GIVEN DATA |

::::::::::

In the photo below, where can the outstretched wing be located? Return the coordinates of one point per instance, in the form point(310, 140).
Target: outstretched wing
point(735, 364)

::::::::::

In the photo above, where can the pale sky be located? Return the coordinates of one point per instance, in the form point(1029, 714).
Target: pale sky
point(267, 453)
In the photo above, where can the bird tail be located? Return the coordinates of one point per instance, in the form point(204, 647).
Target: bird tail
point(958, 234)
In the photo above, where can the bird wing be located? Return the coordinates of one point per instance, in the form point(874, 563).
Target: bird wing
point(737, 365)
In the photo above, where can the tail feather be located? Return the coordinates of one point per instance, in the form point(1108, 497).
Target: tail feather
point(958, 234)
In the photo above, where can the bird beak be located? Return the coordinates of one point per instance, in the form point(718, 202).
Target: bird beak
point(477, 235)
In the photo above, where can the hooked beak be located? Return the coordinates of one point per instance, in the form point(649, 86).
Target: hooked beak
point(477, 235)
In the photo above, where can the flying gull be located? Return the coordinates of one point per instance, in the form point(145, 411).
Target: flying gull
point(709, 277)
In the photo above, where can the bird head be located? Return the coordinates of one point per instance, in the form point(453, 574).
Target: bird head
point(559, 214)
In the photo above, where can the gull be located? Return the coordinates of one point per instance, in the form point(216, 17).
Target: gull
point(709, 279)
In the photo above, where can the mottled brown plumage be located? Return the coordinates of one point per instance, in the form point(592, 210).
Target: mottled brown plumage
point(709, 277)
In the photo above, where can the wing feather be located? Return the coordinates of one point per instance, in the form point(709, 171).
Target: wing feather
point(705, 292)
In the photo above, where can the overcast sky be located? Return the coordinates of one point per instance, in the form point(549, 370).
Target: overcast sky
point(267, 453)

::::::::::

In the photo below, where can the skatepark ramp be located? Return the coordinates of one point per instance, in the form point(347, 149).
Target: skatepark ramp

::::::::::

WORK TO COMPLETE |
Convert everything from the line containing "In the photo below, where can the outstretched" down to the line containing "point(735, 364)", both included, into a two-column CSV with the headers entry_text and answer and one row per entry. Wrap each field in quotes and replace line breaks with spaces.

RESULT |
entry_text,answer
"In the photo below, where can the outstretched wing be located? Return the coordinates of one point per instance, in the form point(310, 140). Target: outstretched wing","point(735, 364)"